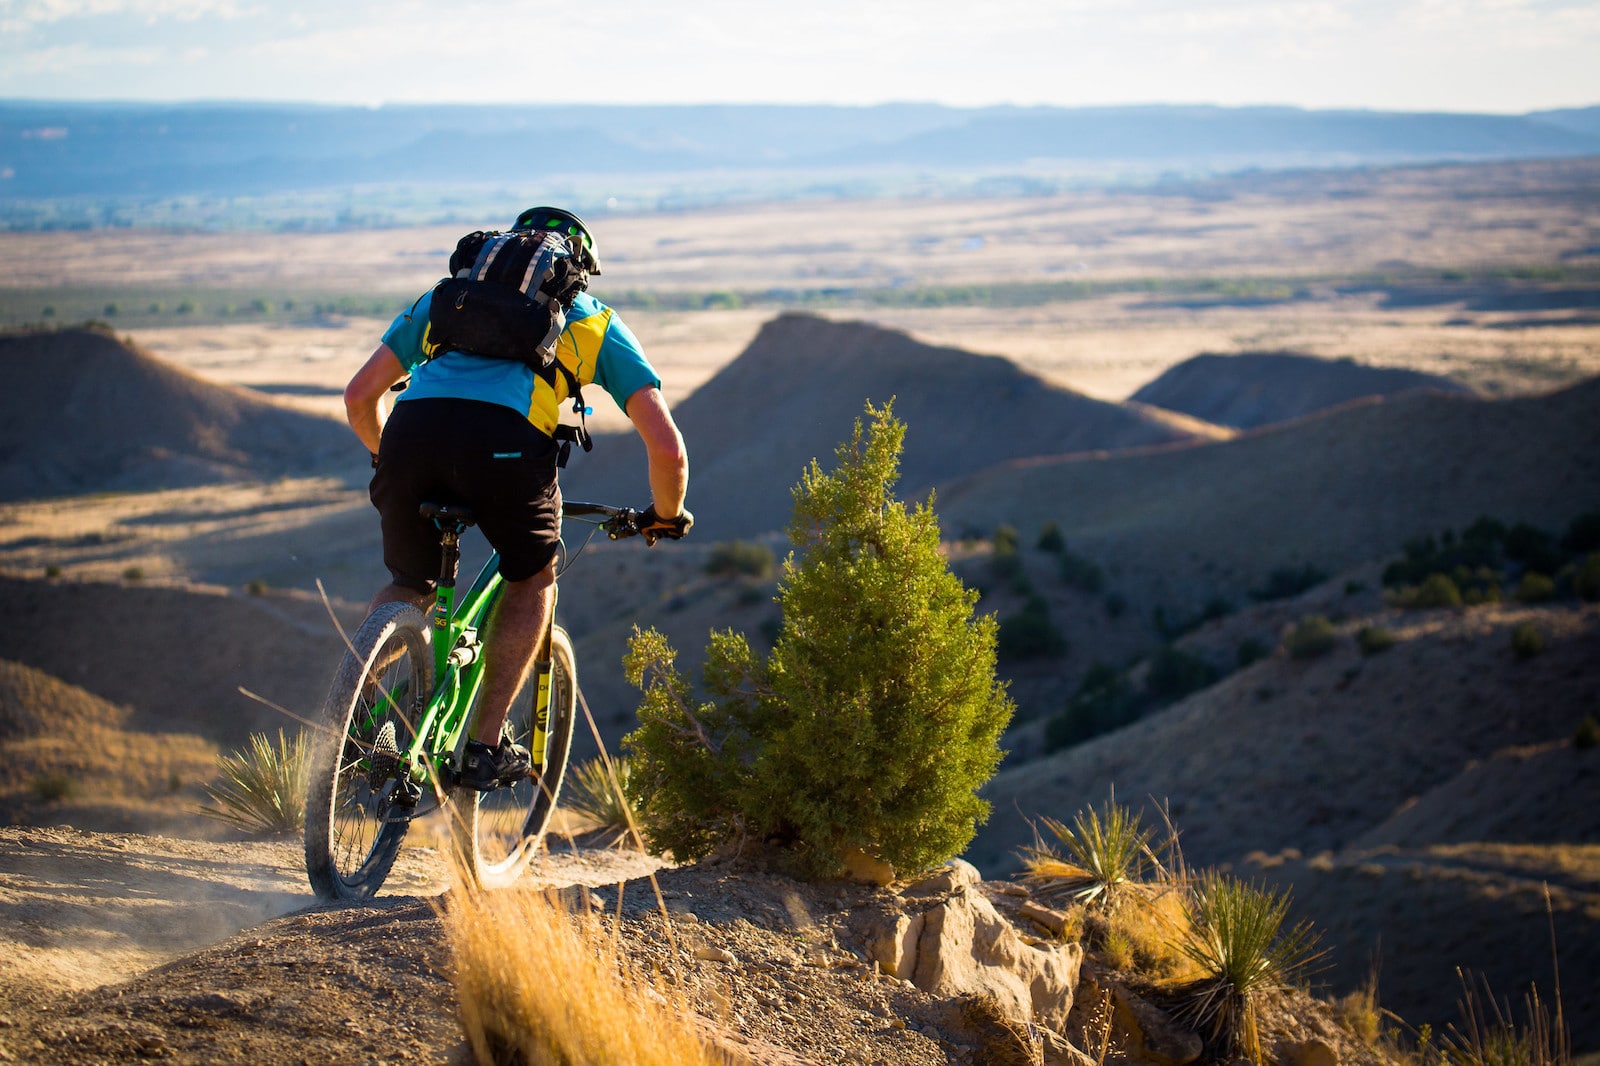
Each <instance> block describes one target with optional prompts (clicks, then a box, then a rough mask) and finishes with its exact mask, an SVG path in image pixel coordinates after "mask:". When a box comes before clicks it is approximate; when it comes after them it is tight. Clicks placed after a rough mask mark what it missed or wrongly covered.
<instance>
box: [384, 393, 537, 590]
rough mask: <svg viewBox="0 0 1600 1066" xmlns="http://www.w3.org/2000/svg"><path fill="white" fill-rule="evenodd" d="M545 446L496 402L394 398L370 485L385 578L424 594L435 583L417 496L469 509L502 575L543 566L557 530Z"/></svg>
mask: <svg viewBox="0 0 1600 1066" xmlns="http://www.w3.org/2000/svg"><path fill="white" fill-rule="evenodd" d="M555 448H557V445H555V442H554V440H550V439H549V437H546V435H544V434H541V432H539V431H538V429H534V426H533V424H531V423H530V421H528V419H526V418H523V416H522V415H518V413H517V411H514V410H512V408H509V407H502V405H499V403H485V402H482V400H446V399H429V400H403V402H400V403H395V410H394V413H392V415H390V416H389V421H387V423H386V424H384V435H382V443H381V447H379V451H378V471H376V472H374V474H373V483H371V493H370V495H371V498H373V506H374V507H378V514H379V515H381V517H382V530H384V565H386V567H389V573H390V576H392V578H394V583H395V584H398V586H403V587H408V589H416V591H419V592H430V591H432V589H434V586H435V584H437V581H438V563H440V554H442V552H440V544H438V530H437V528H435V527H434V523H432V520H429V519H424V517H421V515H419V514H418V507H419V506H421V504H424V503H440V504H456V506H464V507H470V509H472V514H474V515H475V517H477V523H478V528H480V530H483V536H485V539H488V543H490V546H491V547H493V549H494V551H498V552H499V557H501V562H499V570H501V576H504V578H506V579H507V581H523V579H526V578H531V576H534V575H536V573H539V571H541V570H544V568H546V567H549V565H550V560H552V559H555V547H557V543H558V541H560V536H562V490H560V485H557V482H555Z"/></svg>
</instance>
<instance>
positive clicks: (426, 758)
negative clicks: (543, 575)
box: [306, 503, 640, 900]
mask: <svg viewBox="0 0 1600 1066" xmlns="http://www.w3.org/2000/svg"><path fill="white" fill-rule="evenodd" d="M422 515H424V517H426V519H430V520H432V522H434V525H435V527H437V528H438V533H440V544H442V547H443V560H442V563H440V575H438V578H440V579H438V592H437V599H435V603H434V610H432V613H430V615H429V616H424V613H422V611H421V610H418V608H416V607H413V605H410V603H382V605H379V607H378V608H376V610H373V613H371V615H368V616H366V619H365V621H363V623H362V626H360V629H357V631H355V635H354V637H352V639H350V647H349V650H347V651H346V655H344V659H342V661H341V664H339V672H338V674H336V677H334V680H333V687H331V688H330V691H328V699H326V703H325V704H323V711H322V725H323V727H325V728H322V730H318V733H317V736H315V739H314V746H312V754H310V787H309V792H307V797H306V874H307V876H309V879H310V887H312V890H314V892H315V893H317V895H318V896H322V898H325V900H365V898H370V896H373V895H374V893H376V892H378V890H379V888H381V887H382V884H384V879H386V877H387V876H389V871H390V868H392V866H394V863H395V858H397V855H398V853H400V842H402V840H403V839H405V834H406V829H408V828H410V826H411V823H413V821H414V820H416V818H419V816H422V815H426V813H430V812H434V810H438V808H445V810H446V813H448V816H450V828H451V836H453V840H454V848H456V853H458V856H459V858H461V860H462V863H461V864H462V868H464V869H466V871H469V872H470V876H472V877H474V879H475V880H477V882H478V884H480V885H483V887H486V888H494V887H502V885H509V884H510V882H514V880H515V879H517V877H520V876H522V872H523V869H525V868H526V864H528V860H530V858H531V856H533V855H534V852H536V850H538V847H539V840H541V837H542V836H544V831H546V829H547V828H549V824H550V816H552V815H554V813H555V802H557V797H558V795H560V792H562V778H563V776H565V773H566V755H568V752H570V749H571V743H573V723H574V719H576V711H578V661H576V656H574V655H573V643H571V640H570V639H568V635H566V632H565V631H563V629H562V627H560V626H557V624H555V613H554V599H552V613H550V626H549V631H547V635H546V643H544V647H542V648H541V651H539V655H538V661H536V667H534V671H536V672H534V677H531V679H530V683H528V685H526V687H525V688H523V695H522V696H518V699H517V704H515V706H512V709H510V714H509V715H507V717H506V725H504V733H506V735H507V736H510V739H512V741H515V743H518V744H522V746H525V747H526V749H528V751H530V752H531V755H533V775H531V776H530V778H525V779H522V781H518V783H515V784H514V786H502V787H498V789H494V791H491V792H478V791H475V789H466V787H458V786H456V781H458V775H459V767H461V752H462V749H464V747H466V743H467V739H469V735H470V730H469V723H470V722H472V711H474V707H475V704H477V698H478V690H480V687H482V682H483V661H485V653H486V650H485V642H483V639H482V637H480V632H482V631H483V627H485V626H486V623H488V618H490V611H491V610H493V608H494V603H496V602H498V599H499V594H501V589H502V587H504V581H502V579H501V575H499V555H498V554H494V555H491V557H490V560H488V562H486V563H485V565H483V570H482V571H480V573H478V576H477V579H474V583H472V587H470V589H469V591H467V592H466V595H462V597H461V600H459V605H458V602H456V571H458V568H459V565H461V535H462V533H464V531H466V530H467V528H469V527H472V525H474V517H472V512H470V511H467V509H466V507H454V506H443V504H422ZM562 517H563V519H578V520H581V522H586V523H589V525H590V527H592V528H590V531H589V538H592V536H594V535H595V531H605V533H606V536H610V538H611V539H622V538H627V536H634V535H637V533H638V531H640V528H638V520H640V512H638V511H632V509H629V507H608V506H605V504H589V503H566V504H563V507H562ZM589 538H586V539H584V544H587V543H589ZM578 554H582V547H579V552H578ZM573 560H576V554H574V555H573ZM570 562H571V560H570V559H568V557H566V547H565V543H563V544H562V549H560V552H558V555H557V576H560V575H563V573H565V571H566V567H568V565H570ZM534 679H536V680H538V683H533V682H534ZM530 690H531V695H530Z"/></svg>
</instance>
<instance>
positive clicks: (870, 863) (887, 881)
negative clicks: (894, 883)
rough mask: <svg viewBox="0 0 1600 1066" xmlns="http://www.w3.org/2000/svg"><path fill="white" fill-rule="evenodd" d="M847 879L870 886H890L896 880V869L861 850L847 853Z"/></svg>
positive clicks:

EXERCISE REQUIREMENTS: Please change "negative clicks" to "exclusion clicks" throughout all the records above and repeat every other line unchanged. Leave the pictures out of your answer.

RESULT OF THE EXERCISE:
Each <instance> block describes one target with optional prompts (clicks, then a box, then a rough mask) and finishes with its exact mask, an SVG path in image pixel coordinates after "mask:". When a box comes before clicks it is approximate; when it comes after them it is tight. Clicks placed after a rough mask mark what it missed or wrongly covered.
<instance>
box: [384, 393, 537, 590]
rough mask: <svg viewBox="0 0 1600 1066" xmlns="http://www.w3.org/2000/svg"><path fill="white" fill-rule="evenodd" d="M545 446L496 402L394 398L370 485L385 578L424 594L435 583L417 496L469 509L502 575L543 566L557 530Z"/></svg>
mask: <svg viewBox="0 0 1600 1066" xmlns="http://www.w3.org/2000/svg"><path fill="white" fill-rule="evenodd" d="M555 448H557V445H555V442H554V440H550V439H549V437H546V435H544V434H541V432H539V431H538V429H534V426H533V424H531V423H530V421H528V419H526V418H523V416H522V415H518V413H517V411H514V410H512V408H509V407H502V405H499V403H485V402H482V400H446V399H429V400H403V402H400V403H395V410H394V413H392V415H390V416H389V421H387V423H386V424H384V435H382V443H381V447H379V451H378V471H376V472H374V474H373V483H371V493H370V495H371V498H373V506H374V507H378V514H379V515H381V517H382V530H384V565H386V567H389V573H390V576H392V578H394V583H395V584H398V586H403V587H408V589H416V591H419V592H430V591H432V589H434V586H435V584H437V581H438V563H440V554H442V552H440V544H438V530H437V528H435V527H434V523H432V520H429V519H424V517H421V515H419V514H418V507H419V506H421V504H424V503H440V504H456V506H464V507H470V509H472V514H474V515H475V517H477V523H478V528H480V530H483V536H485V539H488V543H490V546H491V547H493V549H494V551H498V552H499V557H501V562H499V570H501V576H504V578H506V579H507V581H523V579H526V578H531V576H534V575H536V573H539V571H541V570H544V568H546V567H549V565H550V560H552V559H555V547H557V543H558V541H560V536H562V490H560V485H557V482H555Z"/></svg>
</instance>
<instance>
positive clicks: (426, 758)
exclusion clicks: (543, 575)
box: [306, 503, 640, 900]
mask: <svg viewBox="0 0 1600 1066" xmlns="http://www.w3.org/2000/svg"><path fill="white" fill-rule="evenodd" d="M422 515H424V517H426V519H430V520H432V522H434V525H435V527H437V528H438V533H440V544H442V547H443V560H442V563H440V575H438V578H440V579H438V592H437V599H435V603H434V610H432V613H430V615H429V616H424V613H422V611H421V610H418V608H416V607H413V605H410V603H382V605H379V607H378V608H376V610H373V613H371V615H368V616H366V619H365V621H363V623H362V626H360V629H357V631H355V635H354V637H352V639H350V647H349V650H347V651H346V655H344V659H342V661H341V664H339V672H338V674H336V677H334V680H333V687H331V688H330V691H328V699H326V703H325V704H323V711H322V725H323V727H325V728H322V730H318V733H317V736H315V739H314V746H312V754H310V787H309V792H307V797H306V874H307V876H309V879H310V887H312V890H314V892H315V893H317V895H318V896H322V898H325V900H365V898H370V896H373V895H374V893H376V892H378V890H379V888H381V887H382V884H384V879H386V877H387V876H389V871H390V868H392V866H394V863H395V858H397V855H398V853H400V842H402V840H403V839H405V834H406V829H408V828H410V826H411V823H413V821H414V820H416V818H419V816H422V815H426V813H430V812H434V810H438V808H445V810H446V813H448V816H450V828H451V836H453V840H454V848H456V853H458V856H459V858H461V860H462V863H461V864H462V868H464V869H466V871H469V872H470V876H472V877H474V879H475V880H477V882H478V884H480V885H483V887H486V888H494V887H502V885H509V884H510V882H514V880H515V879H517V877H520V876H522V872H523V869H525V868H526V864H528V860H530V858H531V856H533V855H534V852H536V850H538V847H539V840H541V837H542V836H544V831H546V829H547V828H549V824H550V816H552V815H554V813H555V802H557V797H558V795H560V792H562V778H563V776H565V773H566V755H568V752H570V749H571V743H573V723H574V719H576V711H578V661H576V656H574V655H573V643H571V640H570V639H568V635H566V632H565V631H563V629H562V627H560V626H557V624H555V613H554V599H552V613H550V626H549V631H547V635H546V643H544V647H542V648H541V651H539V655H538V661H536V667H534V671H536V672H534V677H531V679H530V683H528V685H526V687H525V688H523V695H522V696H518V699H517V704H515V706H512V709H510V714H509V715H507V717H506V725H504V733H506V735H507V736H510V739H512V741H515V743H518V744H522V746H525V747H526V749H528V751H530V752H531V755H533V775H531V776H530V778H525V779H522V781H518V783H515V784H514V786H502V787H498V789H494V791H491V792H478V791H475V789H466V787H458V786H456V781H458V775H459V767H461V752H462V749H464V747H466V743H467V739H469V735H470V730H469V723H470V722H472V711H474V707H475V704H477V698H478V690H480V687H482V682H483V661H485V653H486V650H485V642H483V639H482V637H480V632H482V631H483V627H485V626H486V623H488V618H490V611H491V610H493V608H494V603H496V602H498V599H499V594H501V589H502V587H504V581H502V579H501V575H499V555H498V554H494V555H491V557H490V560H488V562H486V563H485V565H483V570H482V571H480V573H478V576H477V579H474V583H472V587H470V589H469V591H467V592H466V595H462V597H461V600H459V605H458V602H456V571H458V568H459V565H461V535H462V533H464V531H466V530H467V528H469V527H472V525H474V517H472V512H470V511H467V509H466V507H454V506H443V504H422ZM562 517H563V519H578V520H581V522H586V523H589V525H590V527H592V528H590V531H589V538H592V536H594V535H595V531H605V533H606V536H610V538H611V539H622V538H627V536H634V535H637V533H638V531H640V528H638V520H640V512H638V511H632V509H629V507H608V506H605V504H589V503H566V504H563V507H562ZM589 538H586V539H584V544H587V543H589ZM578 554H582V547H579V552H578ZM573 560H576V554H574V555H573ZM570 562H571V560H570V559H568V557H566V547H565V543H563V544H562V549H560V552H558V555H557V576H560V575H563V573H565V571H566V567H568V565H570ZM534 679H536V680H538V683H533V682H534ZM530 690H531V695H530Z"/></svg>
</instance>
<instance>
positive clicks: (870, 863) (887, 881)
exclusion clicks: (894, 883)
rough mask: <svg viewBox="0 0 1600 1066" xmlns="http://www.w3.org/2000/svg"><path fill="white" fill-rule="evenodd" d="M847 879L870 886H890L896 880V869L861 850L847 853Z"/></svg>
positive clicks:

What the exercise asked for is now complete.